What you have to do ▸ Look for "Identify each instance of the classroom" in the records below, then copy that line and every line after it, exactly and with nothing added.
------ Exercise material
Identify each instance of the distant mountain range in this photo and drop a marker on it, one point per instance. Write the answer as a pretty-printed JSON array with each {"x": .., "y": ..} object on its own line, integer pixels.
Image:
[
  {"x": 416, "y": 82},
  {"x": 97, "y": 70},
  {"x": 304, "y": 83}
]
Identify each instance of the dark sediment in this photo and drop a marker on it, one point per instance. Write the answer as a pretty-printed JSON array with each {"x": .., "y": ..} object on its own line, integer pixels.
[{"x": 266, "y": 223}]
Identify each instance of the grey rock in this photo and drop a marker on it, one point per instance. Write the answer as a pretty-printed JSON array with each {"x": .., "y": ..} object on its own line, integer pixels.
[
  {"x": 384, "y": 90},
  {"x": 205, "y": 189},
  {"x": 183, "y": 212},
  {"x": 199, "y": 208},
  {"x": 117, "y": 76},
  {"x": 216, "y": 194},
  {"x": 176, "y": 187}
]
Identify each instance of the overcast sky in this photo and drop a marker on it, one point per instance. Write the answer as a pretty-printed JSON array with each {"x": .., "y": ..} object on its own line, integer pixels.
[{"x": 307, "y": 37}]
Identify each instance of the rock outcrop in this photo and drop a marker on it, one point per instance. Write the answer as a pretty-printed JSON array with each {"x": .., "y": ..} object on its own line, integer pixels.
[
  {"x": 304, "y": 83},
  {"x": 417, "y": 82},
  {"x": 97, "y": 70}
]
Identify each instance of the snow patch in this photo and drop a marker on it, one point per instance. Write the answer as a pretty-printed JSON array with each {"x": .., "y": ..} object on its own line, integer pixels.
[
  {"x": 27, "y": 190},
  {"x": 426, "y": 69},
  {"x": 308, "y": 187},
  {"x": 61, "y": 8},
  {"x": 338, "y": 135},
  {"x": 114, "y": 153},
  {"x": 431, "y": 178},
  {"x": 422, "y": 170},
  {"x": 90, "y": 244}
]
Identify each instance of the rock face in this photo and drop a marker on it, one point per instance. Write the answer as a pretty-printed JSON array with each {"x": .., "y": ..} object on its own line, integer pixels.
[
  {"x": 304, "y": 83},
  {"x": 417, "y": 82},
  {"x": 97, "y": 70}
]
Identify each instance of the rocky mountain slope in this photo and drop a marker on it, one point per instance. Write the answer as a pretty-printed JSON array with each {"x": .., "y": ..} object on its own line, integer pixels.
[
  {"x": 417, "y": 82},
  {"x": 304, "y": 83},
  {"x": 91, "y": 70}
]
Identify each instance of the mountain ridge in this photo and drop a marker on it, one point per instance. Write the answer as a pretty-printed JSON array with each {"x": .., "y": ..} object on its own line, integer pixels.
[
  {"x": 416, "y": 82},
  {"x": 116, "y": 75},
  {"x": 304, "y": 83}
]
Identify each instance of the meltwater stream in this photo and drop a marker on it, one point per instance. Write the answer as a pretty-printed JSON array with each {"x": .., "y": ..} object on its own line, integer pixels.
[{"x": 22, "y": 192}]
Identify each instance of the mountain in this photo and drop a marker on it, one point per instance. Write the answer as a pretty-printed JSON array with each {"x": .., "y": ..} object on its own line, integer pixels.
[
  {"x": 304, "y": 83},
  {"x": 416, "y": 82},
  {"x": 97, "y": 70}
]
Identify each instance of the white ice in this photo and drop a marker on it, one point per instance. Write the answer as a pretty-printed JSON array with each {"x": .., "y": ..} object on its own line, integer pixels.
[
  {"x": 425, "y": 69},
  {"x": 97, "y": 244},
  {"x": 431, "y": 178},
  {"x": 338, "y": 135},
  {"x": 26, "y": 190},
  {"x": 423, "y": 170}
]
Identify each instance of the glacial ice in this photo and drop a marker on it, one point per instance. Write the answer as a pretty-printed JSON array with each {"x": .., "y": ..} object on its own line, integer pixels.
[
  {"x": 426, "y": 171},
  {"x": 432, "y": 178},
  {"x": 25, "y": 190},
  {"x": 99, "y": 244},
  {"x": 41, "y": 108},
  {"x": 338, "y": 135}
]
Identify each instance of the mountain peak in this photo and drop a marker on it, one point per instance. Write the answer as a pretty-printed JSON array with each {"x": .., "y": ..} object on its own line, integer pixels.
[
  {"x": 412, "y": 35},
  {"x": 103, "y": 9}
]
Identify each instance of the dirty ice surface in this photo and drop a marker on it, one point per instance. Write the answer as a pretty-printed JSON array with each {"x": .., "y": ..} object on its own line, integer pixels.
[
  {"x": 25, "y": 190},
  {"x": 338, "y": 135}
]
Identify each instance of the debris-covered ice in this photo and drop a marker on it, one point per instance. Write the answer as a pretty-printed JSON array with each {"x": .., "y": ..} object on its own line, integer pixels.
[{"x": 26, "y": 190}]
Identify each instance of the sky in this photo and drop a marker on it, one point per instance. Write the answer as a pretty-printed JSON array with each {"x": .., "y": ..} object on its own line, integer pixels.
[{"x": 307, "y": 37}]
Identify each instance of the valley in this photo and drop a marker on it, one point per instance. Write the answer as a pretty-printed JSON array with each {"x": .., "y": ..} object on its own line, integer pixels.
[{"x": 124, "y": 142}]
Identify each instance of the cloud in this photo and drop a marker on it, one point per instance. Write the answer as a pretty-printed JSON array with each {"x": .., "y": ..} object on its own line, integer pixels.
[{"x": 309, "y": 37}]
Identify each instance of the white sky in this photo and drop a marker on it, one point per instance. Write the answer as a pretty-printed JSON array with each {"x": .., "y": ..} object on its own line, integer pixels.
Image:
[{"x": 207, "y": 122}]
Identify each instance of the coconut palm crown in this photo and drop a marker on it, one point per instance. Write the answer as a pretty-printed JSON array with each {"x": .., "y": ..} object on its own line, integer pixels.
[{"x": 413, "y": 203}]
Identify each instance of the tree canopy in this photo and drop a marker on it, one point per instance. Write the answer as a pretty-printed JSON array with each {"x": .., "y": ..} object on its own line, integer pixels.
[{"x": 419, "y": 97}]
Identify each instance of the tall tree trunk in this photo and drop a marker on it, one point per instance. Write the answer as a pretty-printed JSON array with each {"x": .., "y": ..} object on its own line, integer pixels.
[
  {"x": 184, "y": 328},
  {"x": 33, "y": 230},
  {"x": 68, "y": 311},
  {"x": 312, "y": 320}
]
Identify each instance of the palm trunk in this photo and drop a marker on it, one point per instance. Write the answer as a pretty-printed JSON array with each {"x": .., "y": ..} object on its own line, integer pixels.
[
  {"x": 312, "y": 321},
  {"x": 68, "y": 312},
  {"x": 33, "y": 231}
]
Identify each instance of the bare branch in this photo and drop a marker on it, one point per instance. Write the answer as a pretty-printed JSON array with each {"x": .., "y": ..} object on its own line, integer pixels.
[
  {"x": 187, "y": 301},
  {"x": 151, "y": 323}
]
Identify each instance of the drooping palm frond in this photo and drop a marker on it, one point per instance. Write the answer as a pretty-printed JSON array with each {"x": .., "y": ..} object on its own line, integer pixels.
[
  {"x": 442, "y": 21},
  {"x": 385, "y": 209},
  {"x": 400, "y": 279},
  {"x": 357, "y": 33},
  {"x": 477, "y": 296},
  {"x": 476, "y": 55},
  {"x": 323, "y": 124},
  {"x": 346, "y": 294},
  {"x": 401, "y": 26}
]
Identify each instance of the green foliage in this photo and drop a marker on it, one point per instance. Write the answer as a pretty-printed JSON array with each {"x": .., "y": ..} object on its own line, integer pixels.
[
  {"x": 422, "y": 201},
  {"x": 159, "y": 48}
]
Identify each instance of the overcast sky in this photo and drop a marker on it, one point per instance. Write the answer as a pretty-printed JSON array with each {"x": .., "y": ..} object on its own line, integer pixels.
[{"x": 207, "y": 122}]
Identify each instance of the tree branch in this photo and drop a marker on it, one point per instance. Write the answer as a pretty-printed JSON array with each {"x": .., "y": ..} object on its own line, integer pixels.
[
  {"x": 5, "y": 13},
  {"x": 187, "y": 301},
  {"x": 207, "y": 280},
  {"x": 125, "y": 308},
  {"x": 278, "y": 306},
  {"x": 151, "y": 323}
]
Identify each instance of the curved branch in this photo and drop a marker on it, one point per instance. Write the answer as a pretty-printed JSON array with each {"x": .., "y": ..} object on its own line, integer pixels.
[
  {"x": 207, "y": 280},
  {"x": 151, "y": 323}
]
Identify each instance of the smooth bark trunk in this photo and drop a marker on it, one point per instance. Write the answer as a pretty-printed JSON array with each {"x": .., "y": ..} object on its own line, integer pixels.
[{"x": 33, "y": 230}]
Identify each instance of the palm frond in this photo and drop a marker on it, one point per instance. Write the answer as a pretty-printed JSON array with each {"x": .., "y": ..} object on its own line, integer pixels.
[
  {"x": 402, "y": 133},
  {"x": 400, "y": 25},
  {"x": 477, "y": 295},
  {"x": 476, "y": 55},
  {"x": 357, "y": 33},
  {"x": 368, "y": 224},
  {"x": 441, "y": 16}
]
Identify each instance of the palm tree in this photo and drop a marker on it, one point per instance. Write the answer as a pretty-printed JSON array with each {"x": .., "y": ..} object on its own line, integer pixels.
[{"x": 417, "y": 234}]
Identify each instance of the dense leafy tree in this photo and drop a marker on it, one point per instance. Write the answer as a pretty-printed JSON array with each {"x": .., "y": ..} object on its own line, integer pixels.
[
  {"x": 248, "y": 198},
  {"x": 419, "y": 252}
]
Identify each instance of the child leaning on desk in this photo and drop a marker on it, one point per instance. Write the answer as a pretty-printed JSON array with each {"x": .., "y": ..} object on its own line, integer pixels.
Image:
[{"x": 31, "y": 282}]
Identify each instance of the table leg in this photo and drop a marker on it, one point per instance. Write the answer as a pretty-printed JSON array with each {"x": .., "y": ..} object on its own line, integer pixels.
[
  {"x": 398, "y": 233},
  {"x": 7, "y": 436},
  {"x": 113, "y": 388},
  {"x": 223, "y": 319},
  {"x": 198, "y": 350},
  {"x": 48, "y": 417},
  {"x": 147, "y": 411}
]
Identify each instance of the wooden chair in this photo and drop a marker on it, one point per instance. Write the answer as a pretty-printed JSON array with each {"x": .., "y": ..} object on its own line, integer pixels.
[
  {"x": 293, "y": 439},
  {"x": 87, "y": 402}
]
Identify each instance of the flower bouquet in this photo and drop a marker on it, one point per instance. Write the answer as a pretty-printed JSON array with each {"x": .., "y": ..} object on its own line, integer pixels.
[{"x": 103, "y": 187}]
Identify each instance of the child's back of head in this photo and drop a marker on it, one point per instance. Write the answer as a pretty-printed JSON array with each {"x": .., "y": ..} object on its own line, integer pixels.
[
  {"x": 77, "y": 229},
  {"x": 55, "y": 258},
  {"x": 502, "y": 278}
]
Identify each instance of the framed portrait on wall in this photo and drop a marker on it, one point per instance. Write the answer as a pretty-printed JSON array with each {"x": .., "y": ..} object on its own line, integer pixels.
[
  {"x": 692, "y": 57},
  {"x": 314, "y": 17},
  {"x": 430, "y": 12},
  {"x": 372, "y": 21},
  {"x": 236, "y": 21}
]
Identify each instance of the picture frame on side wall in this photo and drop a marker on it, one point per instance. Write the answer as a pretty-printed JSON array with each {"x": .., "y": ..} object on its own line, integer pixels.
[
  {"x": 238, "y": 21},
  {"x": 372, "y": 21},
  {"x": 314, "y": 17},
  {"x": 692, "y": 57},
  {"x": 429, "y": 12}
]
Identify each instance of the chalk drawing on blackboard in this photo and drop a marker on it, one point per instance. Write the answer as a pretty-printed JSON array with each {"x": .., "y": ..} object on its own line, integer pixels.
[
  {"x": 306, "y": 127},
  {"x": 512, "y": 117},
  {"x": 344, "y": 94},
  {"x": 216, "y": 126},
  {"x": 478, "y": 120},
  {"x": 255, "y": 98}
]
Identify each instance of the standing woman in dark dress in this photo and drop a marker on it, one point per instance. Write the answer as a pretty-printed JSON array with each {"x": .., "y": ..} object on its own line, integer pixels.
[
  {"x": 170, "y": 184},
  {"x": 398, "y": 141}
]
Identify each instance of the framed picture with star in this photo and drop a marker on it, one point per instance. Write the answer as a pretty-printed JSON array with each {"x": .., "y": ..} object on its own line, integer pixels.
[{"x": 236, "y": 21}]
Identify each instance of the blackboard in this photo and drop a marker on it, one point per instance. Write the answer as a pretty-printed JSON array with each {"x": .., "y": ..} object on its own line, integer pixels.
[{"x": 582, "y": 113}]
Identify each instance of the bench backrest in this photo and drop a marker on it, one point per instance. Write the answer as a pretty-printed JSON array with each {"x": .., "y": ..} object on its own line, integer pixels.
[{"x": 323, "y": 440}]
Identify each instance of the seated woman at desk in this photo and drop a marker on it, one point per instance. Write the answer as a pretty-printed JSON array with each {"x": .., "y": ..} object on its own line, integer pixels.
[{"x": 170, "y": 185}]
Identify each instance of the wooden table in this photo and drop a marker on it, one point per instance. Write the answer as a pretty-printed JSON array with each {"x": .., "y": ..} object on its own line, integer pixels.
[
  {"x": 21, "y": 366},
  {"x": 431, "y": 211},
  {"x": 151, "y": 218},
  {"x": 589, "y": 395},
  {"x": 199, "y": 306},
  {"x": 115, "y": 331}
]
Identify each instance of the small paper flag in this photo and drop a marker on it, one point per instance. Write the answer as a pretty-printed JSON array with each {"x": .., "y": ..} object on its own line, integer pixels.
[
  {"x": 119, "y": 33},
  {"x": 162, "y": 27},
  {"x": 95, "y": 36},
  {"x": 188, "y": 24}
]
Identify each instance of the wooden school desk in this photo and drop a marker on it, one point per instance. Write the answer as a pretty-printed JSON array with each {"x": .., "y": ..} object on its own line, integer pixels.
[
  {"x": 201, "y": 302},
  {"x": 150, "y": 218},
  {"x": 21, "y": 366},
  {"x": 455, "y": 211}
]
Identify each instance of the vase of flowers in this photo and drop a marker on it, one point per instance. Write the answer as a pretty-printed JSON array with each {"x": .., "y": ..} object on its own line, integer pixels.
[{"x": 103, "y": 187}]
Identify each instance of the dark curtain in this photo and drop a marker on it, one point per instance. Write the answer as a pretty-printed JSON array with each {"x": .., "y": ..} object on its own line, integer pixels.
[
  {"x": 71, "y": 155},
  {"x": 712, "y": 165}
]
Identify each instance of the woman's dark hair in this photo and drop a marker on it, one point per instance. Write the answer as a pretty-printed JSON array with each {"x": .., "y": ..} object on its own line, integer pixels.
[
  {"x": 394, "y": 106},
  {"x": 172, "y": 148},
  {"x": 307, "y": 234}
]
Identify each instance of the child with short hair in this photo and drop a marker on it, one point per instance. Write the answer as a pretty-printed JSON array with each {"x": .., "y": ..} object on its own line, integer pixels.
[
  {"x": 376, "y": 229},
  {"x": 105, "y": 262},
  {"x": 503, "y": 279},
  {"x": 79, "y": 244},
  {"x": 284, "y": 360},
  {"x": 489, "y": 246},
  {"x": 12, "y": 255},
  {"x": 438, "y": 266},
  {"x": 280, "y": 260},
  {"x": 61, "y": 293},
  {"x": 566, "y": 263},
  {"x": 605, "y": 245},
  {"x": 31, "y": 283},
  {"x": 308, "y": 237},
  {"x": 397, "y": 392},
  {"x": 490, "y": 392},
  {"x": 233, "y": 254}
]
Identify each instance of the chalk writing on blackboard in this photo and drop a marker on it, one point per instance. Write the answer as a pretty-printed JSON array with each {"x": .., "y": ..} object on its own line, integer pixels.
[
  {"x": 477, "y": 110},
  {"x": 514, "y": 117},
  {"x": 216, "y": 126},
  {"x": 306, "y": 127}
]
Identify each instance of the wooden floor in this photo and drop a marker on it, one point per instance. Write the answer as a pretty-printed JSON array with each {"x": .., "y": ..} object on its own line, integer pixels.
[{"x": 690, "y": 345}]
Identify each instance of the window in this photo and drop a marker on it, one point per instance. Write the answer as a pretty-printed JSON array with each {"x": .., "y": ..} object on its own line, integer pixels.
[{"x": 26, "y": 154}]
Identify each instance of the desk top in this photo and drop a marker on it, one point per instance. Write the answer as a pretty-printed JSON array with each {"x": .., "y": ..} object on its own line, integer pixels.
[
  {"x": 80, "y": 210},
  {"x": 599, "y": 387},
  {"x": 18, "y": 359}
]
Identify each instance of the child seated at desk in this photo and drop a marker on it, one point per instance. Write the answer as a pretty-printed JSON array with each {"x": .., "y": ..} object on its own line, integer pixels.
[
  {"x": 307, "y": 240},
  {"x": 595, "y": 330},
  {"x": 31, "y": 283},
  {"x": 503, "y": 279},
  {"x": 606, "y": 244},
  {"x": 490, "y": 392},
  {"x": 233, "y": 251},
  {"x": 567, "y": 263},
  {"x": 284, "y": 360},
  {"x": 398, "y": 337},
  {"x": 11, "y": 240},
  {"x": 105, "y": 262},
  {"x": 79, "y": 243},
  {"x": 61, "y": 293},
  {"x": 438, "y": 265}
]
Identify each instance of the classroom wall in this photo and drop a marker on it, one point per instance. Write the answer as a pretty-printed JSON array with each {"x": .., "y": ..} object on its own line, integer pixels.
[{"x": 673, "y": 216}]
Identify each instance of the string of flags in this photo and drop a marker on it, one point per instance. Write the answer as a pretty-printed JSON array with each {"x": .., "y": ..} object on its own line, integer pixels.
------------
Response to the exercise ▸
Identify each instance of the classroom wall in this photo and drop a marker on it, one point per instance. Write the answer as a pretty-printed JSON array with each {"x": .., "y": ..} object on its own line, integer pixels.
[{"x": 673, "y": 216}]
Identify each instance of the string of flags in this photo and drop a marker on it, one point per instance. Write the answer as a pretty-printed JSON array with each {"x": .., "y": ..} object on its own line, integer pixels.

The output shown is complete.